**Textausschnitt**
Im Knast

                                         
                                                                                  (Bild:Tim Pearce)

Als ich das erste Mal im Knast saß, war ich ein ängstlich. Gut, ich kannte mich hier nicht aus.
Eine besorgte Patientin - nennen wir sie Maria Ichbindiebestimmerin - hatte um Hilfe gebeten. Sie musste ihren Sohn abholen, und schimpfte: "Er muß endlich einer Psychotherapie zustimmen, sonst überlass ich den Bengel seinem Schicksal. Nicht arbeiten können, aber Geld ausgeben!? Alles habe ich für ihn getan, einfach alles. Und wie dankt er es mir? Büchst ständig aus."

Im Warteraum begrüßte uns ein Wachmeister: "Nehmen Sie Platz, wir holen Ihren Filius."

**Entnommene Einträge**
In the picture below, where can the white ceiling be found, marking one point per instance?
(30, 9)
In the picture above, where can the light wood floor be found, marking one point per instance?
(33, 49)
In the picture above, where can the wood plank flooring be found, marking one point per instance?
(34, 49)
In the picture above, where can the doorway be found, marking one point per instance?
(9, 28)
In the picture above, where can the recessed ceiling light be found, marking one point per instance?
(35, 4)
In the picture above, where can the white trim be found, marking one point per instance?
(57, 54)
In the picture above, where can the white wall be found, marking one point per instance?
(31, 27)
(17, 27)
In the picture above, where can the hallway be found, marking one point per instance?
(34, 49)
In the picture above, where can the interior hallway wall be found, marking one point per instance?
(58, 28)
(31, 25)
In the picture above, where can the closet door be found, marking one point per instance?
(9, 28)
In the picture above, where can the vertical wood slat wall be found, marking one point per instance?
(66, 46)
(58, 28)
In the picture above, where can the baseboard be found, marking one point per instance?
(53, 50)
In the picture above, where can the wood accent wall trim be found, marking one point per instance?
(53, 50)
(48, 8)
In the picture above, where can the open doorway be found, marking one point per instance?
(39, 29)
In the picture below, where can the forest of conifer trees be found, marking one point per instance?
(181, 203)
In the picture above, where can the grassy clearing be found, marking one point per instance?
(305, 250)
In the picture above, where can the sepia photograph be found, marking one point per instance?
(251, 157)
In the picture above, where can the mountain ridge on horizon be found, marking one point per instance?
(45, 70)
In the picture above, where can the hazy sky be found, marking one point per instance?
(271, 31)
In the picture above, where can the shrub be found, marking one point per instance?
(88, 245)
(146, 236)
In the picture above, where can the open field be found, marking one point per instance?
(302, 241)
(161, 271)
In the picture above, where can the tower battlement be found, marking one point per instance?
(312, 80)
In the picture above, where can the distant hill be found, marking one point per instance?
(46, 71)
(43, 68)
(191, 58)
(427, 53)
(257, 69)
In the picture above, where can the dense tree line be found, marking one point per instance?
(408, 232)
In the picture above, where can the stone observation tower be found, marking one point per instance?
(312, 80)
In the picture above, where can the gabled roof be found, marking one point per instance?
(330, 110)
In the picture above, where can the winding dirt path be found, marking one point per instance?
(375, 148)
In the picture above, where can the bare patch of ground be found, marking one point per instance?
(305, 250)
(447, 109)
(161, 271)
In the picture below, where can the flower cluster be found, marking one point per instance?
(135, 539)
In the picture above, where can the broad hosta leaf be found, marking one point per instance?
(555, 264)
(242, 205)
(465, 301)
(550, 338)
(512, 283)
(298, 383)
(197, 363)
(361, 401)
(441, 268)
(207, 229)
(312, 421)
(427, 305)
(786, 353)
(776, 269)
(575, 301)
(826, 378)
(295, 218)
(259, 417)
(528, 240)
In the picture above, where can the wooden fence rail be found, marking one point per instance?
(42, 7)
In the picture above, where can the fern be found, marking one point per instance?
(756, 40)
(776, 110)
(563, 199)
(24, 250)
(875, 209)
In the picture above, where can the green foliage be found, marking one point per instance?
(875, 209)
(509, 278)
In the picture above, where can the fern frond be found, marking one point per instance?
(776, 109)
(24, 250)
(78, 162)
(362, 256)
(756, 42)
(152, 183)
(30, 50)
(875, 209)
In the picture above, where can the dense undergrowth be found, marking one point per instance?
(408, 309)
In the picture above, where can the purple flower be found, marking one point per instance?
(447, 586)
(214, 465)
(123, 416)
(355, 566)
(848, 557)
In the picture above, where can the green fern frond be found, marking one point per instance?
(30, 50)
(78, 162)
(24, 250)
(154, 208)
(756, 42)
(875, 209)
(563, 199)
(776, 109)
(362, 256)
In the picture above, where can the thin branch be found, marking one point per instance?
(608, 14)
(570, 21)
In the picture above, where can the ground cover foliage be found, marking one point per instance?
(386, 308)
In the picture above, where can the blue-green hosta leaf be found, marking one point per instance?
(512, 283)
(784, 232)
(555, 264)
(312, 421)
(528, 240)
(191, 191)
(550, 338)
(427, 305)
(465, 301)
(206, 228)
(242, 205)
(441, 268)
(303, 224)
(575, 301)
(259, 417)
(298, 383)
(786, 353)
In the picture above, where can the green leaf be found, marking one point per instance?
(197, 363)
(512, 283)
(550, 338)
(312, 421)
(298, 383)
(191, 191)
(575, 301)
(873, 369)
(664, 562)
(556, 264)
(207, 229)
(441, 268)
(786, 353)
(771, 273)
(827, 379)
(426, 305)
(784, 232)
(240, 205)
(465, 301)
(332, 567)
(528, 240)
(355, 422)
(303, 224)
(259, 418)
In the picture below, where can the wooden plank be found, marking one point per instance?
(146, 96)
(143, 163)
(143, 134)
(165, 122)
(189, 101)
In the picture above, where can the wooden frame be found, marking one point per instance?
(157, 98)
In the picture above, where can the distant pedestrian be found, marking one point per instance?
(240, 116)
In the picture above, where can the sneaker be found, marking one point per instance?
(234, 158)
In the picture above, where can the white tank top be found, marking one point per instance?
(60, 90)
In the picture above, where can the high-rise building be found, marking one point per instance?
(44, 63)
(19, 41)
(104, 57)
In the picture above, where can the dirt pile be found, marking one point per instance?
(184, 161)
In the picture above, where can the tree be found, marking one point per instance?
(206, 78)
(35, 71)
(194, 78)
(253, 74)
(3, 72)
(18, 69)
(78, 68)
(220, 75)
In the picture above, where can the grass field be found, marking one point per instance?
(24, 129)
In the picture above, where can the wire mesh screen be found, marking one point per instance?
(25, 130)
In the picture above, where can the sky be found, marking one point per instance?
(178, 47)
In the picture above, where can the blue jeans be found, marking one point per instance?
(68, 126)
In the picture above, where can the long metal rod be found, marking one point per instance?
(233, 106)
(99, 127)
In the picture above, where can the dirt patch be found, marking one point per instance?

**Aufgabe**
Was sagt der Wachmeister im Textausschnitt zur Begrüßung im Warteraum? Das Material steht für sich und gehört nicht zum Text.

**Erledigte Aufgabe**
"Nehmen Sie Platz, wir holen Ihren Filius."